WHAT THE TASK ASKS
An exact copy of all records is expected, minus the images.
☆ ☆ ☆
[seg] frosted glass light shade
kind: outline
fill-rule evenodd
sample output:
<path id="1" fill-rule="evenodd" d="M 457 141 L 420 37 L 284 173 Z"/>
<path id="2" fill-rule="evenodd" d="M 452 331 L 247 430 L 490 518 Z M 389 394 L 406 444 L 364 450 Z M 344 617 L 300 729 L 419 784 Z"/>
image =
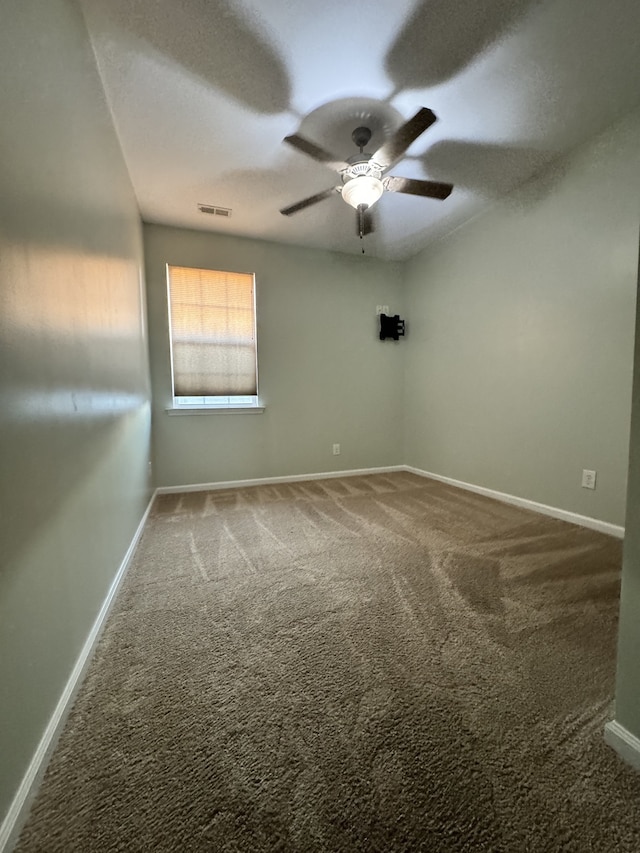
☆ ☆ ☆
TASK RESPONSE
[seg] frosted glass light shade
kind: outline
fill-rule evenodd
sample output:
<path id="1" fill-rule="evenodd" d="M 457 141 L 420 37 L 284 173 Z"/>
<path id="2" fill-rule="evenodd" d="M 452 331 L 247 430 L 490 518 Z M 389 394 L 406 444 L 364 450 Z M 344 617 L 300 729 L 419 784 Z"/>
image =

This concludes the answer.